* PROVIDED MATERIAL *
↓

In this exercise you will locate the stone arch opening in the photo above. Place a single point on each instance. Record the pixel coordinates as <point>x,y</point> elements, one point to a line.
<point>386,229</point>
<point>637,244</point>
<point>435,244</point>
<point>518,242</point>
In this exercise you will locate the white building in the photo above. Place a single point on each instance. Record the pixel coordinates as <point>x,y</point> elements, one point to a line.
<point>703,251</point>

↑
↓

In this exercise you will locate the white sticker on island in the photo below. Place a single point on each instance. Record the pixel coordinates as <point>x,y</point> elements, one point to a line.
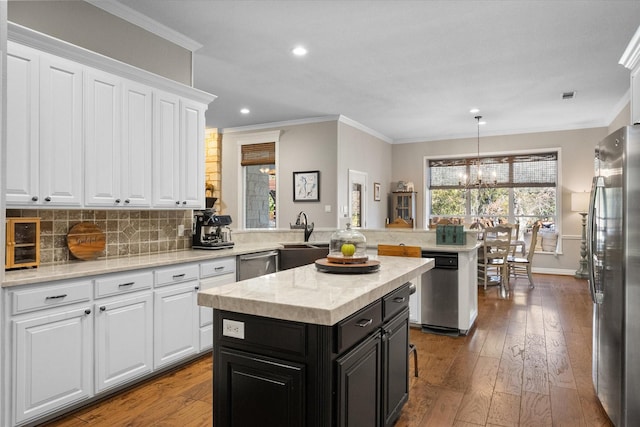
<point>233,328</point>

↑
↓

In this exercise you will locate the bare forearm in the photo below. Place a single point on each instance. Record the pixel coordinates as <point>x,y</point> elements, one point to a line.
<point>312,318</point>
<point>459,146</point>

↑

* WHAT YOU ARE ASKED TO DO *
Recast the records as a two-column CSV headed instruction and response. Begin at the line that contains "In this exercise you will locate the stone" and stop after the line that contains "<point>637,244</point>". Give one row per record, with its text and its answer each in a single quoted field and line breaks turned into spaces.

* SOLUTION TO THIS TASK *
instruction,response
"In this exercise you will locate the stone arch opening in the photo above. Place a single point on each instance. Record the pixel coordinates as <point>x,y</point> elements, one point to a line.","<point>386,229</point> <point>637,244</point>"